- SELECTION -
Note: to be able to use all crisp methods, you need to install some additional packages:  {'graph_tool', 'bayanpy', 'leidenalg', 'wurlitzer', 'infomap'}
Note: to be able to use all crisp methods, you need to install some additional packages:  {'ASLPAw', 'pyclustering'}
Note: to be able to use all crisp methods, you need to install some additional packages:  {'wurlitzer', 'infomap', 'leidenalg'}


### Import JSON Graph

Load the previously saved graph that is store in JSON format.

In [5]:
with open('../json/graph.json', "r") as f:
    json_data = json.load(f)

In [6]:
G = json_graph.node_link_graph(json_data)

In [7]:
# Check that graph has been loaded
len(G.nodes())

24756

---

## Part 2: Community Detection

Clustering in machine learning refers to the grouping of data points based on their attributes. Community detection is specific for network analysis where it is based on the single attribute of edges. Community detection methods broadly fall into **Agglomerative Methods** and **Divisive Methods**.

Source: https://towardsdatascience.com/community-detection-algorithms-9bd8951e7dae

The network derived from the dataset is disjoint, undirected and unweighted. In this section, explore various community detection models that are suitable for this network.

This will be primarily unsupervised, with some of the community subgraphs visualised to inspect the communities formed. The goal of this is to find a suitable model that is likely to group organisations and people based on the network.

Before that, some helper functions:

### Visualisation Helper Functions

In [8]:
# Returns the name of person / charity
def label_node_name(node):
    if node.get('node-type') == 'person':
        return node.get('name')
    else:
        return node.get('charity_name')

- RAW DATA -
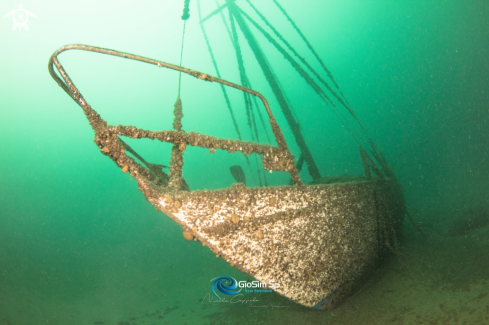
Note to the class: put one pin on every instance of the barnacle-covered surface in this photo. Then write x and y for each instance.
(316, 241)
(312, 240)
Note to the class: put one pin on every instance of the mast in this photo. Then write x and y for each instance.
(267, 71)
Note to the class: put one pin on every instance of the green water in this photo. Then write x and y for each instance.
(80, 245)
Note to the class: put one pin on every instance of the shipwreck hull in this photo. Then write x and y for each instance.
(318, 242)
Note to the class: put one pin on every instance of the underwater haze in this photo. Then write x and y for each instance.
(79, 244)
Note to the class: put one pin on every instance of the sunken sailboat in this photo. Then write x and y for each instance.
(319, 241)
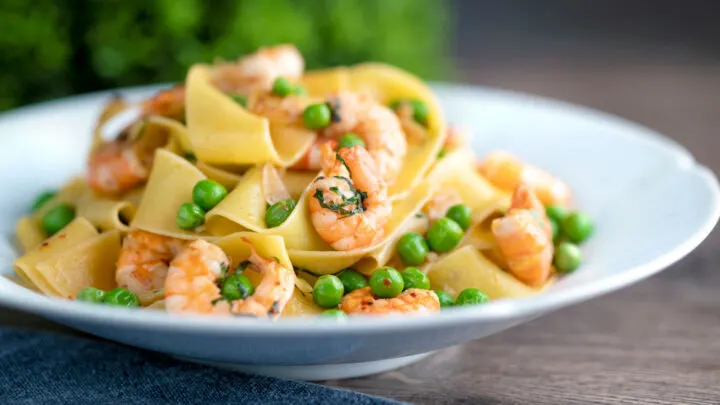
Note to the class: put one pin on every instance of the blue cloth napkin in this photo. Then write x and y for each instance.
(48, 368)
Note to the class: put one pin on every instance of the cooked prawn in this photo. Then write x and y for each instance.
(258, 70)
(506, 172)
(349, 207)
(143, 263)
(192, 283)
(376, 124)
(412, 301)
(525, 239)
(117, 166)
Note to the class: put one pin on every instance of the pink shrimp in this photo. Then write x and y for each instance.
(258, 71)
(524, 238)
(348, 204)
(413, 301)
(192, 282)
(143, 263)
(506, 172)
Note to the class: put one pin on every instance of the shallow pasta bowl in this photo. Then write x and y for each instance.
(652, 205)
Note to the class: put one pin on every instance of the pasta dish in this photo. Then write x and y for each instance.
(256, 188)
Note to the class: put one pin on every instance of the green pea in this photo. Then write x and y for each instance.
(334, 313)
(282, 87)
(57, 218)
(412, 249)
(420, 109)
(190, 157)
(42, 199)
(328, 291)
(471, 296)
(462, 214)
(190, 216)
(352, 280)
(577, 227)
(317, 116)
(350, 140)
(386, 282)
(567, 257)
(121, 297)
(556, 230)
(414, 278)
(236, 287)
(279, 212)
(445, 299)
(242, 100)
(208, 193)
(444, 235)
(242, 266)
(90, 294)
(556, 213)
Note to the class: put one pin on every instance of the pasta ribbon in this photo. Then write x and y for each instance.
(73, 258)
(170, 185)
(467, 268)
(269, 246)
(222, 132)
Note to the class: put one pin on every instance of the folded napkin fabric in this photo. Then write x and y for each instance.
(47, 368)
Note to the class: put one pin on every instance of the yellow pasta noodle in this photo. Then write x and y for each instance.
(223, 132)
(169, 186)
(154, 166)
(105, 213)
(28, 233)
(76, 233)
(387, 83)
(91, 263)
(325, 81)
(244, 209)
(467, 268)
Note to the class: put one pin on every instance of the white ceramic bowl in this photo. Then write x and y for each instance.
(651, 202)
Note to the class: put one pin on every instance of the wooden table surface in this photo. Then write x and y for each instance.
(657, 342)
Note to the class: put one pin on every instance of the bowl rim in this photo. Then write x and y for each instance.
(18, 297)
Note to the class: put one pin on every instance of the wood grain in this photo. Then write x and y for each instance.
(657, 342)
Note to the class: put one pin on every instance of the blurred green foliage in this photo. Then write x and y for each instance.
(53, 48)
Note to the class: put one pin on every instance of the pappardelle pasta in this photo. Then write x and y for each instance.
(258, 189)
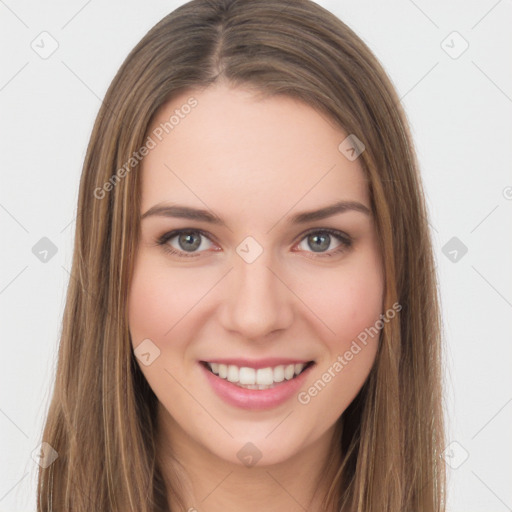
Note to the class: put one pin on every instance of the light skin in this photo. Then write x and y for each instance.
(255, 164)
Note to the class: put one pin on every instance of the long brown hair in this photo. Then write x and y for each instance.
(101, 419)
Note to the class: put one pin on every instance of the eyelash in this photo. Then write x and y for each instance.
(344, 239)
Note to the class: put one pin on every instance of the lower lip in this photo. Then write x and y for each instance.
(255, 399)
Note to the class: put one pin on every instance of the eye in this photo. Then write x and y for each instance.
(321, 242)
(185, 243)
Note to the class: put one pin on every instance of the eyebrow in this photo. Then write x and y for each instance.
(185, 212)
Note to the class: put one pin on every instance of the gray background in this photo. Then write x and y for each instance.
(459, 108)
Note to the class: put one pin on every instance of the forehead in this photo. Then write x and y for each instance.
(236, 153)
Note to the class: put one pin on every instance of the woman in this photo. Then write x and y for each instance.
(252, 321)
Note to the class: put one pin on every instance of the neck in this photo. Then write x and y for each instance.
(208, 483)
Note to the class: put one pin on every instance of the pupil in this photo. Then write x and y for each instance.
(323, 241)
(186, 241)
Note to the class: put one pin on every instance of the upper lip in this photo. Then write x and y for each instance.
(258, 363)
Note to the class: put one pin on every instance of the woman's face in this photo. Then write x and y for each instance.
(268, 277)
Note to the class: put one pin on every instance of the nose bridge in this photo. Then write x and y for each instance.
(257, 303)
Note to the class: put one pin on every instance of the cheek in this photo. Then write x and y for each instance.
(159, 299)
(346, 302)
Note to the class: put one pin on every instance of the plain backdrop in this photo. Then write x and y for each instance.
(459, 103)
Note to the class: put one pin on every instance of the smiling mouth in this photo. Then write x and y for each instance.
(261, 378)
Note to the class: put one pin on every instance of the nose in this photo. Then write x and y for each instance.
(256, 302)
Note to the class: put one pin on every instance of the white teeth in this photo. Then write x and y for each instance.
(223, 371)
(289, 371)
(233, 373)
(279, 373)
(262, 378)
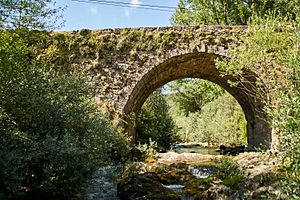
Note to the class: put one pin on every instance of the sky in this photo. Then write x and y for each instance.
(81, 15)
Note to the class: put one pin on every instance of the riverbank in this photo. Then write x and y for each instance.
(250, 175)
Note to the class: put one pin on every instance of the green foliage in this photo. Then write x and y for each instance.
(192, 94)
(221, 121)
(225, 12)
(31, 14)
(148, 150)
(229, 170)
(52, 134)
(155, 122)
(272, 50)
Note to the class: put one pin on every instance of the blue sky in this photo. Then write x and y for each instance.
(79, 15)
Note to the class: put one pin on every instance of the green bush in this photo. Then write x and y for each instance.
(155, 122)
(271, 50)
(227, 167)
(52, 134)
(221, 121)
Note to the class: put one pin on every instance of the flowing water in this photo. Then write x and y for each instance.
(101, 186)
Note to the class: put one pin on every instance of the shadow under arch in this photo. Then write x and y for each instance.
(199, 65)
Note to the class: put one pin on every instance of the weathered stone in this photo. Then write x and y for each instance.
(148, 58)
(145, 186)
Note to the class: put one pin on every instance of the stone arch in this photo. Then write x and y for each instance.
(197, 65)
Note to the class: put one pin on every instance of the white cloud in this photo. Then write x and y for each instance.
(93, 10)
(135, 3)
(126, 13)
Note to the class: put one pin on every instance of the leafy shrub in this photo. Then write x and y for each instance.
(221, 121)
(155, 122)
(271, 50)
(148, 150)
(228, 168)
(52, 134)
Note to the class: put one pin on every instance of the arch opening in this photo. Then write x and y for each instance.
(198, 65)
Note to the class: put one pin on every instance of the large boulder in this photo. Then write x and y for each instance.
(145, 186)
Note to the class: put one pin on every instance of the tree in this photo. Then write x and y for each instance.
(31, 14)
(272, 50)
(155, 122)
(52, 133)
(231, 12)
(192, 94)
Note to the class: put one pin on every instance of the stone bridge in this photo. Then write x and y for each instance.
(127, 65)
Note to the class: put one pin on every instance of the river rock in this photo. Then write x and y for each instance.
(145, 186)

- TASKS AND EXERCISES -
[A] In the community detection notebook, what three properties describe the network derived from the dataset?
[B] Carry the community detection notebook forward from its final line.

- SOLVED TASKS -
[A] It is disjoint, undirected and unweighted.

[B]
In [9]:
# make persons dot and charities box on the visualisation
def label_node_shape(node):
    if node['node-type'] == 'person':
        return 'dot'
    else:
        return 'box' # square

In [10]:
def label_node_color_degree(graph, node, start_node):
    path_len = nx.shortest_path_length(graph, source=start_node, target=node)
    if path_len == 0: path_len = 1 # if target is same as source, set it to be the warmest color (same as deg=1)
    if path_len > 6: path_len = 6 # this color palette only has 6 colours, limit anything beyond 6 to use the coolest color available
    return sns.color_palette('coolwarm').as_hex()[-path_len]

In [11]:
sns.color_palette('coolwarm').as_hex()[-1]

'#e26952'

In [12]:
def visualise_graph(graph, filename):
    for n in graph.nodes(data=True):
        n[1]['label'] = label_node_name(n[1])
        n[1]['shape'] = label_node_shape(n[1])
    
    pyvis_net = Network(notebook=True, cdn_resources='remote') 
    pyvis_net.from_nx(graph) 
    pyvis_net.show(f'../graph/{filename}.html') 

In [13]:
# Returns the node of a charity based on its name
# Names are unique, else returns the first instance
def get_charity_by_name(G, name):
    node_select = [node for node, data in G.nodes(data=True) if data.get('node-type') == 'entity' and data.get('charity_name') == name]
    # return none if no such charity name
    if len(node_select) == 0: return None
    return node_select[0]

In [14]:
# Returns the node of a person based on the name
def get_person_by_name(G, name):
    node_select = [node for node, data in G.nodes(data=True) if data.get('node-type') == 'person' and data.get('name') == name]
    # return none if no such charity name
    if len(node_select) == 0: return None
    return node_select[0]

In [15]:
def visualise_degree_graph(graph, charity_name, degree, filename):
    charity_node = get_charity_by_name(graph, charity_name)
    subgraph = nx.ego_graph(graph, charity_node, degree)
    for n in subgraph.nodes(data=True):
        n[1]['label'] = label_node_name(n[1])
        n[1]['shape'] = label_node_shape(n[1])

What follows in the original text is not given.